__Task instructions__: Leave out the pictures and copy each record below exactly.

++++ Working data ++++

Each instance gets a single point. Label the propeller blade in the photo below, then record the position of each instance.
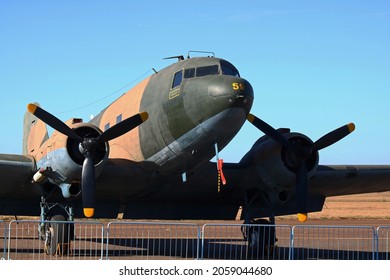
(302, 189)
(88, 186)
(334, 136)
(52, 121)
(123, 127)
(268, 130)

++++

__Written solution__:
Each instance gets a single point. Label the propeller blade in the photo below, then record the position of each instance.
(302, 189)
(88, 186)
(334, 136)
(52, 121)
(123, 127)
(268, 130)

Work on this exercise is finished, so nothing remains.